BEGIN SUPPLIED PASSAGE
MARKET REPORT: British Steel forges ahead on hopes of share buy- back

On a day when most blue chips were weighed down by the Government's acute difficulties over the arms-for-Iraq affair one of its earlier privatisation issues decided to put on a robust display.

British Steel has hardly covered itself in glory since it was floated seven years ago at 125p. The shares have been down to 43.5p and last year reached 188.5p.

Yesterday they gained 4p to 182.5p as stories of a share buy-back swirled around and the stock market became aware of analysts meetings today and tomorrow.

Although heading for a peak profit this year - around pounds 975m - British Steel has managed to divide its followers over its prospects for next year with estimates ranging from pounds 685m to pounds 1.3bn.

Margins have been under pressure, prices down from their peak and the European steel market is overstocked. But recent trading noises from Europe have been encouraging and British Steel could be scoring from currency movements.

It was one of only 14 blue chips to make headway. The rest of the market fretted about the political uncertainty, in effect providing a foretaste of its likely behaviour in the next election run-up.

The arms-for-Iraq debacle has created the type of nervous situation most investors dislike. There is already evidence that overseas fund managers, particularly European, are becoming increasingly reluctant to invest in London.

They do not want to be seen to be overweight in UK blue chips because they fear they will look foolish should the market lurch lower if the political situation deteriorates further and John Major is forced into an early election.

There are also worries that sterling could come under pressure which would put an additional strain on shares.

With New York, at least for the time being, abandoning its record-breaking chase the only crumb of comfort for the market was the continuing profit buoyancy offered by the current results season.
END SUPPLIED PASSAGE
YOUR TASKS:
A) Copy the stretch of the British Steel market report from "Although heading for" through "from currency movements.", swapping "overstocked" for "oversupplied".
B) Carry on the British Steel market report from its final sentence.
BEGIN SUPPLIED RECORDS
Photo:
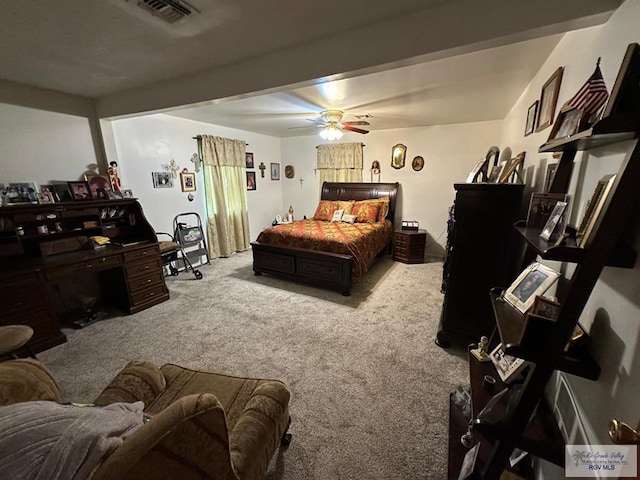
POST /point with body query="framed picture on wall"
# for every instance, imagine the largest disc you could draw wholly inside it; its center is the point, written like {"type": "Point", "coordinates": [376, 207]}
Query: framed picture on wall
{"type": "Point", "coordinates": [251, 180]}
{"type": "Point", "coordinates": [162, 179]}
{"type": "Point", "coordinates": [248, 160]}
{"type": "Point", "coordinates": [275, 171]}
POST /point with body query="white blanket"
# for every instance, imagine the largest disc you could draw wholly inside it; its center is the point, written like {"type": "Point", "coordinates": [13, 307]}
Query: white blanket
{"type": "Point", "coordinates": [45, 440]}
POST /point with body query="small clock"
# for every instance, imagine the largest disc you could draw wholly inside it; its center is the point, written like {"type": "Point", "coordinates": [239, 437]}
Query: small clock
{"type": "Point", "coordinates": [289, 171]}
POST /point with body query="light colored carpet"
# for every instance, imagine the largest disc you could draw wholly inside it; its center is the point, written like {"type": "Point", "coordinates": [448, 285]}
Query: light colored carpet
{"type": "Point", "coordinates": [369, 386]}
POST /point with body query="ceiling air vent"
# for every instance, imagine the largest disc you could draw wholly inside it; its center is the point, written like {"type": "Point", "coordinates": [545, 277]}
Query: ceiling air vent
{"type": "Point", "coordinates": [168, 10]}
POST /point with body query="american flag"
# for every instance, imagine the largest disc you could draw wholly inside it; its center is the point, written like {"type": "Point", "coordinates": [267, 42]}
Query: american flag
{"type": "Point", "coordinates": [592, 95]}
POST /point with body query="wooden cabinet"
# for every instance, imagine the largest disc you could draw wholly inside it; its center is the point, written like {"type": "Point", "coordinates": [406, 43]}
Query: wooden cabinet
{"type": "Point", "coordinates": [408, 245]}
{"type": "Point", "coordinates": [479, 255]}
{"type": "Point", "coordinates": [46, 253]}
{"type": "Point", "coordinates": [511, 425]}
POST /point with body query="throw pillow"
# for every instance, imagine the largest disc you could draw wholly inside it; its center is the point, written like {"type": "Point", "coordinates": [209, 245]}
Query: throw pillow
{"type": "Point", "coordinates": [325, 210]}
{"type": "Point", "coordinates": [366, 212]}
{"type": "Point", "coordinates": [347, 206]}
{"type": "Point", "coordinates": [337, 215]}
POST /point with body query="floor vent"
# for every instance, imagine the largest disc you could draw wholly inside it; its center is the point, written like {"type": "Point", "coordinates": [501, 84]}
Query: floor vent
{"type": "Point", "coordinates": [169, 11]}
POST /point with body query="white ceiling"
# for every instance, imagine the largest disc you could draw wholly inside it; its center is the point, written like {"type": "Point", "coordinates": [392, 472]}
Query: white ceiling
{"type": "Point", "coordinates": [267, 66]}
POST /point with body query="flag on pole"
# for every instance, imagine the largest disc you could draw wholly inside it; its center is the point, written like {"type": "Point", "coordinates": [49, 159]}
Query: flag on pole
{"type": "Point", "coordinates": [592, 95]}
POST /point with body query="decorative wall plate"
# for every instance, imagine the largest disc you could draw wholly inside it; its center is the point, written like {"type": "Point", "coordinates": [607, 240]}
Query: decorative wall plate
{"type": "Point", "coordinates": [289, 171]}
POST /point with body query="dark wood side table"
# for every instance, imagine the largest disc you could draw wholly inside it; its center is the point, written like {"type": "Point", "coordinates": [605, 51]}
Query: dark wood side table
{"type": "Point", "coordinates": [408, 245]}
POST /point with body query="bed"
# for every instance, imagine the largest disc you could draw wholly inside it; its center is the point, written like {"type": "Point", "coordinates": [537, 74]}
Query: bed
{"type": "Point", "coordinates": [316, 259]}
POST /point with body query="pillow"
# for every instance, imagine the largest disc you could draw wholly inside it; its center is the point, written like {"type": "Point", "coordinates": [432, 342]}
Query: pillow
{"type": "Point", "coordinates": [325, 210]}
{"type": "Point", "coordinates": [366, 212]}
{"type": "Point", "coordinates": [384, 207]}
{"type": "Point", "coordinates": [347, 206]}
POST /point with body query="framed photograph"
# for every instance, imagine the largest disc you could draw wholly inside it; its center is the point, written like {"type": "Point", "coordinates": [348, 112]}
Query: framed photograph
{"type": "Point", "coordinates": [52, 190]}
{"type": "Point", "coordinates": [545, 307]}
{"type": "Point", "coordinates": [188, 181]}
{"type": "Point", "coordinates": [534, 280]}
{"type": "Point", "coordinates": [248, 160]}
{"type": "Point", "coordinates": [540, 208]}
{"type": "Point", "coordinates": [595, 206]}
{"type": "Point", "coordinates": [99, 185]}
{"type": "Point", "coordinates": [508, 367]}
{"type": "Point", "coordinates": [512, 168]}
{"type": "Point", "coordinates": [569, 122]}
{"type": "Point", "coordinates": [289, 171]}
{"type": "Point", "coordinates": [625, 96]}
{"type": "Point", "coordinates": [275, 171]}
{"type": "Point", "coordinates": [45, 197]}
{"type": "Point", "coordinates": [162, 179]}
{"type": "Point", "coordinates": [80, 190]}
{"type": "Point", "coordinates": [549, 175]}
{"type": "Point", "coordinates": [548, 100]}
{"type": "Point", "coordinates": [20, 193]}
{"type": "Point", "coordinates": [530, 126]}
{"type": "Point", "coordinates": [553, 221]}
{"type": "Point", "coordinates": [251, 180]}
END SUPPLIED RECORDS
ANSWERS IN ORDER:
A)
Although heading for a peak profit this year - around pounds 975m - British Steel has managed to divide its followers over its prospects for next year with estimates ranging from pounds 685m to pounds 1.3bn.

Margins have been under pressure, prices down from their peak and the European steel market is oversupplied. But recent trading noises from Europe have been encouraging and British Steel could be scoring from currency movements.

B)
The FT-SE 100 index ended 36.1 points lower at 3,704.2. At one stage it was below 3,700. It peaked early this month at 3,781.3 with the Scott Report an important influence in the retreat. Government stocks gave ground.

Leisure shares drew comfort ahead of the findings, due today, of the Government's consultative paper on gambling.

Rank Organisation, hoping for a relaxation of bingo restrictions, gained 7p to 484p; Kunick, the amusement machines group, spun 1.25p higher at 25.75p.

But casino shares missed out; London Clubs fell 19p to 472p. Ladbroke, with takeover interest evaporating, retreated 6p to 180p.

Zeneca dipped 12p to 1,250p on worries about its breast cancer drug and Scotia Pharmaceuticals lost 49p (after 83p) to 558p when it terminated its distribution agreement for its diabetics treatment with Pharmacia. It expects to link with another group. Stanford Rook jumped 42p to 437p following comment on its TB drug.

Trafalgar House had another intriguing session, touching 40p but settling for a 1p gain at 39p. Stories Hong Kong Land has found a buyer for its 26 per cent interest mingle with yarns that it could mount a bid for full control. Turnover in the shares has been heavy and there is a strong suspicion Trafs will soon be the subject of corporate activity. Blue Circle Industries' heating reconstruction lifted the shares 7p to 359.

Despite satisfactory figures Abbey National and HSBC weakened and Barclays, due to report today and some hope announce a share buy-back, fell 23p to 771p. NatWest lost 32p to 679p.

First Choice, the holidays group, shaded to 68p as a line of stock, said to be between 7 and 11 million, hovered. Goodwin, an engineer, jumped 15p to 48p following a sharp interim profits gain, announced late on Friday. Pre-tax profit came out at pounds 539,000 against pounds 60,000.

Vaux, the brewer and hotelier, frothed up 7p to 280p on talk of a bid.

Highland Distilleries rose 5p to 359p on the expected whisky price increase.

Ferrum, an engineer, which had the dubious distinction of being the worst performing share last year, has stirred in the past few days on talk of a reverse take over. The shares gained 0.25p to 2.75p.

The company last year sold assets but was unable to clear its debts and chairman Mike Ayers has said a refinancing is necessary.

The current feeling is any deal will include an injection which could provide the struggler with a new lease of life.